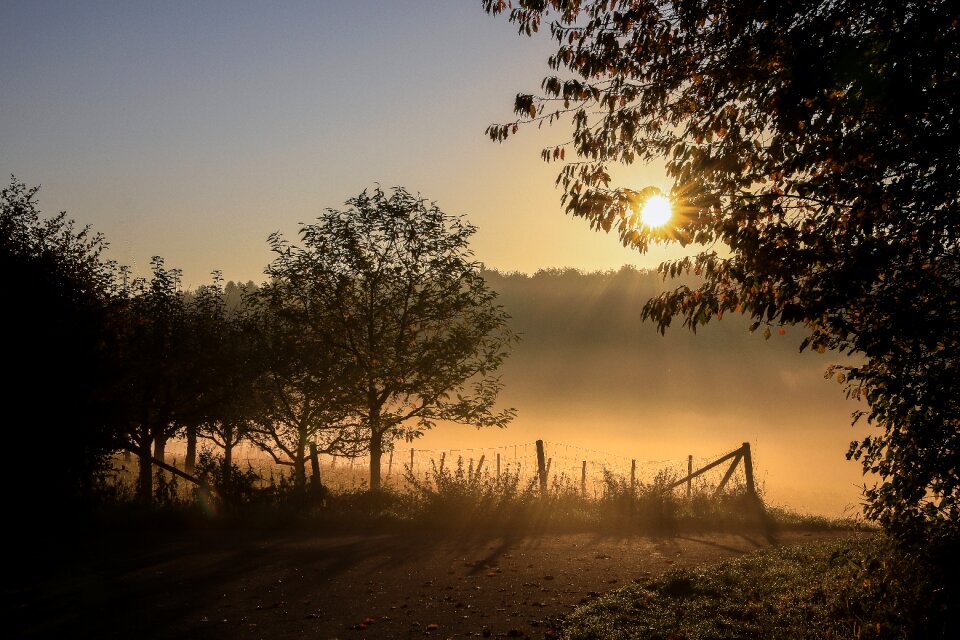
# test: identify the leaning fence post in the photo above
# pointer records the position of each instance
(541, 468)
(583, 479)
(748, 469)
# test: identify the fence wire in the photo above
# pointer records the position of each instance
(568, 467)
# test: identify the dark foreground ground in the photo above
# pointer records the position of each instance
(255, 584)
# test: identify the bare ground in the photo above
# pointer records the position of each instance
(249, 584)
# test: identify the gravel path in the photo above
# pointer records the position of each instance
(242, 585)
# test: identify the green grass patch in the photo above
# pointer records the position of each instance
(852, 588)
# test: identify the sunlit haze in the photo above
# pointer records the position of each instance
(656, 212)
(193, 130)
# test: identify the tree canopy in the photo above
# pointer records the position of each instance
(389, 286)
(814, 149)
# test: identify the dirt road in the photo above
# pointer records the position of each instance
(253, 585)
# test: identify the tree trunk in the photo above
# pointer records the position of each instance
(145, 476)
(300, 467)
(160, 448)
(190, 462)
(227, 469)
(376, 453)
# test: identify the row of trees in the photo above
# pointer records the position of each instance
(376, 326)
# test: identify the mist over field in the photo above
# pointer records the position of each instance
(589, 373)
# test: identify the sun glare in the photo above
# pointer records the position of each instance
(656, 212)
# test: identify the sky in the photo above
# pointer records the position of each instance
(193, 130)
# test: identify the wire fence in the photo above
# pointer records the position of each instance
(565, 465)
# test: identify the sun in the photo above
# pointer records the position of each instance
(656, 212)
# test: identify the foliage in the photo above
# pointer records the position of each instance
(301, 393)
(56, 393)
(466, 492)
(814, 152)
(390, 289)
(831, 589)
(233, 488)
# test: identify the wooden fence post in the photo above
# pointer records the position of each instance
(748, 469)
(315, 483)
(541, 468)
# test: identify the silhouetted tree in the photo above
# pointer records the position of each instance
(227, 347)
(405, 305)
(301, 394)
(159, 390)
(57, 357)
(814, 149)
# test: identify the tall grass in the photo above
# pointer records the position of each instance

-------------------------

**Instructions for the task:**
Can you copy the data above again, starting with the line that contains "# test: identify the row" and going on through the end of the data, with every line kept in order and each coordinate in the answers raised by 95?

**Expected output:**
# test: identify the row of trees in the photo above
# pointer records the position of each instance
(471, 421)
# test: identify the mist over field in the photo above
# pointer records the position of each instance
(684, 468)
# test: identify the sun glare in the photo above
# pointer records the position of each instance
(751, 307)
# test: identify the sky in the photo above
# pointer records the position of each instance
(288, 225)
# test: identify the wire fence in the photo above
# pointer records the position of each instance
(660, 560)
# test: identify the sun in the photo above
# pointer records the position of each instance
(751, 307)
# test: identify the foliage in the photo above
# pointer records the position of each instance
(396, 488)
(151, 488)
(561, 587)
(909, 247)
(485, 384)
(926, 684)
(328, 583)
# test: identify the wooden fence post in the photo above
# pointer records the position of each instance
(843, 564)
(410, 578)
(636, 563)
# test: identify the silhouetted tree in the photo above
# pointer records the position of each instance
(322, 442)
(500, 400)
(396, 489)
(254, 485)
(152, 452)
(909, 244)
# test: identify the tall grass in the photo above
# pointer records the position of each instance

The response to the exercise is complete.